>>>>

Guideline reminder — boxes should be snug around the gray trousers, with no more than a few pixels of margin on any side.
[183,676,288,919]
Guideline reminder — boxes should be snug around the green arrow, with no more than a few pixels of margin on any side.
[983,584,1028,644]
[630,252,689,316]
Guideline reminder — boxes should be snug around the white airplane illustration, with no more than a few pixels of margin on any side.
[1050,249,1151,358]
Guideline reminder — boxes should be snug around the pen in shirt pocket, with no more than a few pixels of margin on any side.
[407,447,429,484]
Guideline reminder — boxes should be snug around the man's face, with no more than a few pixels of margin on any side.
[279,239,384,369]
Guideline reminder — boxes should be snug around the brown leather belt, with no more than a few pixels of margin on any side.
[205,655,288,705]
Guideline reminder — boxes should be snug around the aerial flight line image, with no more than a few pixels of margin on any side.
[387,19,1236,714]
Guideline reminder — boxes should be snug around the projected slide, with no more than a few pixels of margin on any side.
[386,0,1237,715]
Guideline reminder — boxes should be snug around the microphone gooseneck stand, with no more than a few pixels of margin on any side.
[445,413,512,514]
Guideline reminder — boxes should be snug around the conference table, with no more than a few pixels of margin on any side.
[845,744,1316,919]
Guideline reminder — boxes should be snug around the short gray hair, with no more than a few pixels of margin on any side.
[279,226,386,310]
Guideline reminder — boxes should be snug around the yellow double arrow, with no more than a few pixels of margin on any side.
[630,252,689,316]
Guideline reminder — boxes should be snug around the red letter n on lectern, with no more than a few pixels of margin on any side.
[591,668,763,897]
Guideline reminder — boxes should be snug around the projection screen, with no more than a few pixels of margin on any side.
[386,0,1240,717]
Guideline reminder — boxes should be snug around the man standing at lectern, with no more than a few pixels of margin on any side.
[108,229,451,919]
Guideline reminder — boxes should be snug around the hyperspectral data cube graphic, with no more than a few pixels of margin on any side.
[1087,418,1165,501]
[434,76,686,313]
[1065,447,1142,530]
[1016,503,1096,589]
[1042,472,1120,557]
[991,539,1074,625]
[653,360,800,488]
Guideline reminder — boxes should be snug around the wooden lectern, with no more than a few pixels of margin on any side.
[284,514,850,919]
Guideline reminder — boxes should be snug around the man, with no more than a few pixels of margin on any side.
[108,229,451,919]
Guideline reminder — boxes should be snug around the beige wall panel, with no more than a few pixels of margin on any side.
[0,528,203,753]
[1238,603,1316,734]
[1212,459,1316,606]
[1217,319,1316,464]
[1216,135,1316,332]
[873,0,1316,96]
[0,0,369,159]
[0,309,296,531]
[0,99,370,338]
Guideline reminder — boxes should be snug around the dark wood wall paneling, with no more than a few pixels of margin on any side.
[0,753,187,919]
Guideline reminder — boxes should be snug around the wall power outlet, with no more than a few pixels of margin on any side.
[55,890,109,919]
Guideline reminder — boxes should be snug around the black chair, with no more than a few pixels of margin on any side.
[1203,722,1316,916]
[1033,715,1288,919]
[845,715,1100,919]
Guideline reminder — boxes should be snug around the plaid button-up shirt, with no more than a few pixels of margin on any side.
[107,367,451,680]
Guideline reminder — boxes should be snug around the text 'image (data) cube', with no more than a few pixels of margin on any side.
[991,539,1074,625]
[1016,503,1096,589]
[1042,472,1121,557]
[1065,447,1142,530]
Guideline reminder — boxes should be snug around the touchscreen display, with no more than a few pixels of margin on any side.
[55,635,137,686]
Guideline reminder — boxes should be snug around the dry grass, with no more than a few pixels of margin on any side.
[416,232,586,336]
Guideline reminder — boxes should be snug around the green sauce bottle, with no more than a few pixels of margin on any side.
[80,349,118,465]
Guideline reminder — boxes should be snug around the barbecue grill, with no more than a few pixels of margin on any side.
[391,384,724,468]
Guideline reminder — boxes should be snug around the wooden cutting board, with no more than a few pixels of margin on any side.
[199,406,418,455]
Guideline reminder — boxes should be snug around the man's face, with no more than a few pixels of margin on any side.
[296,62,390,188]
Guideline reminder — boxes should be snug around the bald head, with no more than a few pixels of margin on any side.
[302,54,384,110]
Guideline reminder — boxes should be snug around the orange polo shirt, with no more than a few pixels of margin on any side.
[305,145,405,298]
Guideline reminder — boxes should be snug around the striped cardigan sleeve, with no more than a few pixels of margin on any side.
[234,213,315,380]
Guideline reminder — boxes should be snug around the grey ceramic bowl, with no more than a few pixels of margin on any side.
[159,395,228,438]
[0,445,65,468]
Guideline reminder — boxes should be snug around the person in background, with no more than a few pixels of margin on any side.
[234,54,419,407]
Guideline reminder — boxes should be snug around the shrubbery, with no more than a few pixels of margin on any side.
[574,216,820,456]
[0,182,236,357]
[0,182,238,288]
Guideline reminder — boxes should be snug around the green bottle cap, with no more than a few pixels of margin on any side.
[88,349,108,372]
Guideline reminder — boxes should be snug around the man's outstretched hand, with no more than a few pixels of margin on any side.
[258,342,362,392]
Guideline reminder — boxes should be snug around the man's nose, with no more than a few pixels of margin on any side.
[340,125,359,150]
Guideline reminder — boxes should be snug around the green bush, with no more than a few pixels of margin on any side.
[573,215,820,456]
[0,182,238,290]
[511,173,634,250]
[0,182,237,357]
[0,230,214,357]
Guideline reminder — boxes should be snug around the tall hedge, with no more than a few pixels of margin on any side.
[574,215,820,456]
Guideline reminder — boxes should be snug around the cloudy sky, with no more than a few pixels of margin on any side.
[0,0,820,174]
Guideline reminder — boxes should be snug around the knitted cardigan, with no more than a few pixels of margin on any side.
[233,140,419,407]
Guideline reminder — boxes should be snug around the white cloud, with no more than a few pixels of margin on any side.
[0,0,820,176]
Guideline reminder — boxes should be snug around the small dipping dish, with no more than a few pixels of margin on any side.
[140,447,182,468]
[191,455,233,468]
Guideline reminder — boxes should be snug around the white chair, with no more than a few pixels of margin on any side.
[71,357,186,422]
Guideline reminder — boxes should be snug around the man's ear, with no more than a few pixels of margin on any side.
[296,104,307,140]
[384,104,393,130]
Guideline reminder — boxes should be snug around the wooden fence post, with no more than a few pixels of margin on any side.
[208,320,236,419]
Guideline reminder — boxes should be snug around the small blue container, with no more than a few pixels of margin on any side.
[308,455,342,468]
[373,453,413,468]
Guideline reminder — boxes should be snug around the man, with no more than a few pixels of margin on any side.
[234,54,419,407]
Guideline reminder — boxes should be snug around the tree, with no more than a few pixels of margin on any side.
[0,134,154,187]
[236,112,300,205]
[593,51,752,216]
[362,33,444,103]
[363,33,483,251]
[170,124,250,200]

<<<<

Stated exercise: Give all the records above as a two-column CSV with the header row text,coordinates and one row per record. Put each record's text and its coordinates in one double-quoted field each, with any line breaks replaced by spaces.

Task answer:
text,coordinates
"Guideline reminder — boxes should be snug around the gray trousers, with no more than a few pixels of margin on any side.","[183,676,288,919]"
"Guideline reminder — boxes should be snug around the green arrow, with no more than a few pixels of margin on any side.","[983,584,1028,644] [630,252,689,316]"
"Guideline reminder — boxes should be snug around the white airplane illustration, with no more than a few pixels of margin on any side.","[1050,249,1151,358]"
"Guideline reminder — boxes should be snug around the pen in shirt pocket, with no more than a few pixels of margin on any side.","[407,447,429,484]"
"Guideline reminder — boxes should be snug around the man's face, with no more than a few pixels of margin on any side.","[279,239,384,369]"
"Guideline reminder — boxes should be snug around the brown leather belt, with no more than a few pixels of margin on any side.","[205,655,288,705]"
"Guideline reminder — boxes should be snug around the aerial flight line image, with no more than a few pixels of margin on any side.","[387,19,1236,714]"
"Guideline reminder — boxes should be snug around the projected slide, with no more than a few pixels of margin on any side.","[386,0,1237,715]"
"Guideline reminder — boxes should be snug around the microphone gooseneck stand, with no more than a few pixels of margin on any side.","[445,413,512,514]"
"Guideline reminder — boxes should be snug around the conference table, with no more than a few pixels of margin on any side.","[845,744,1316,919]"
"Guideline reminder — boxes should be snug around the short gray hair, with no more than a few pixels of margin on any side.","[279,226,386,310]"
"Guideline reminder — boxes should be snug around the yellow double arrow, with no more than a few pixels of margin on any side.","[630,252,689,316]"
"Guideline reminder — boxes should be snug around the red letter n on lectern, with no more than a few pixels of margin on any side.","[591,668,763,897]"
"Guideline reminder — boxes should be snug around the projection screen, with no more than a few pixels of margin on any side.","[386,0,1240,717]"
"Guideline reminder — boxes should be snug around the man standing at lectern, with no more than a few pixels of margin on any side.","[108,229,451,919]"
"Guideline reminder — boxes should be snug around the hyperspectral data cube graphic, with no more than a few pixels of margin on any side.","[1087,418,1165,501] [434,76,686,313] [1065,447,1142,530] [1016,503,1096,589] [1042,472,1120,557] [991,539,1074,625] [653,360,800,488]"
"Guideline reminder — boxes should be snug around the wooden lectern, with no more than a few pixels of margin on any side.","[284,514,850,919]"
"Guideline reminder — boxes should be snug around the man, with no more than a few pixels of margin on any side.","[108,229,451,919]"
"Guideline reminder — boxes should be snug around the beige wall panel, with no more than a few pixels of margin on any side.","[0,528,203,753] [1238,603,1316,734] [1212,459,1316,606] [1217,319,1316,464] [1216,135,1316,332] [873,0,1316,96] [0,0,369,159] [0,309,296,531] [0,99,370,338]"
"Guideline reminder — boxes should be snug around the dark wood wall paneling, with no more than a few pixels of margin on any side.","[0,753,187,919]"
"Guideline reminder — boxes should be snug around the wall power outlet, with no more than a few pixels of margin on any side.","[55,890,109,919]"
"Guideline reminder — boxes should be snug around the black chair, with no more than a few pixels of margin on any side.","[1203,722,1316,916] [1033,715,1288,919] [845,715,1100,919]"
"Guideline reminder — boxes should be snug around the plaid button-up shirt, with no more than a few pixels of margin on any side.","[107,367,451,680]"
"Guideline reminder — boxes should be snug around the text 'image (data) cube', with no more than a few pixels of margin on any side.","[991,539,1074,625] [1016,503,1096,589] [1042,472,1121,557] [1065,447,1142,530]"
"Guideline reminder — boxes should be snug around the touchscreen display, with no more than a few pixels of margin on any side.","[55,635,137,686]"
"Guideline reminder — boxes should be snug around the dry grass, with no more than a few pixels of margin on any side.","[416,232,586,336]"
"Guideline reminder — boxes should be snug around the green sauce bottle, with no more than a few pixels of margin on any side.","[80,349,118,465]"
"Guideline reminder — boxes should be snug around the barbecue grill, with no more than a few pixels of margin on any side.","[391,384,724,468]"
"Guideline reminder — boxes should be snug around the wooden cutting board, with no more than a few pixels of margin on any side.","[199,406,418,455]"
"Guideline reminder — boxes should be snug around the man's face, with no more than a few pixels of margin on any side.","[296,62,390,188]"
"Guideline reminder — boxes should be snug around the bald head, with no more than a few pixels of margin on any side.","[302,54,384,110]"
"Guideline reminder — boxes should be snug around the orange polo shirt, with no more than a few pixels of margin on any side.","[305,145,405,298]"
"Guideline reminder — boxes should be snug around the striped cardigan sleeve, with no more than a few pixels of margin on any side.","[234,213,315,380]"
"Guideline reminder — boxes should be snug around the grey ceramic bowl, with no more than a few pixels of margin on any side.","[159,395,228,438] [0,445,65,468]"
"Guideline reminder — boxes should be snug around the person in background, with no more than a few pixels of margin on any side.","[234,54,419,407]"
"Guideline reminder — boxes should be snug around the shrubbery, with no more than a few pixels of margin on any side.","[574,216,820,456] [0,182,236,357] [0,182,238,288]"
"Guideline reminder — boxes should be snug around the green bottle cap, with no more than a few pixels of margin on any side.","[88,349,108,372]"
"Guideline reminder — boxes should be snug around the man's outstretched hand, with no more than a few pixels of margin on any side.","[258,342,362,392]"
"Guideline reminder — boxes should be snug around the man's nose, with no more than a few pixels of margin on any side.","[340,125,359,150]"
"Guideline reminder — boxes should be snug around the green bush, with no more than a few pixels of margin on any side.","[573,215,820,456] [0,182,238,290] [511,173,634,250] [0,182,237,357] [0,230,214,357]"
"Guideline reminder — boxes should be snug around the tall hedge, with no more than a few pixels of margin on any side.","[574,215,820,456]"
"Guideline reminder — boxes should be snug around the cloudy sky, with no more than a few pixels of margin on any side.","[0,0,820,174]"
"Guideline reminder — boxes should be snug around the knitted cardigan, with no more than a few pixels of margin on any side.","[233,140,419,407]"
"Guideline reminder — boxes should be snug around the white cloud, with no more than a few pixels of margin on any side.","[0,0,820,176]"
"Guideline reminder — boxes should be snug around the small dipping dish, with no more than a few pixels of margin on any side.","[140,447,182,468] [191,455,233,468]"
"Guideline reminder — boxes should be snug around the white chair, with no more than a few pixels of margin on any side.","[71,357,186,422]"
"Guideline reminder — boxes should be snug around the man's ear, with no more than a few pixels of margin on any side.","[296,104,307,140] [384,104,393,130]"
"Guideline reminder — boxes should be snug around the wooden fence post, with no more than a few pixels of margin on any side.","[208,320,236,419]"
"Guideline reminder — boxes should be snug around the small blue container, with no more than a few pixels of margin on any side.","[308,455,342,468] [373,453,413,468]"
"Guideline reminder — boxes should be snug around the man, with no more than a few pixels of margin on any side.","[234,54,419,407]"
"Guideline reminder — boxes should be snug around the tree, with no more than a few pixels of margin on any side.","[0,134,154,187] [236,112,300,205] [593,51,752,216] [362,33,444,103] [363,33,483,251] [170,124,250,200]"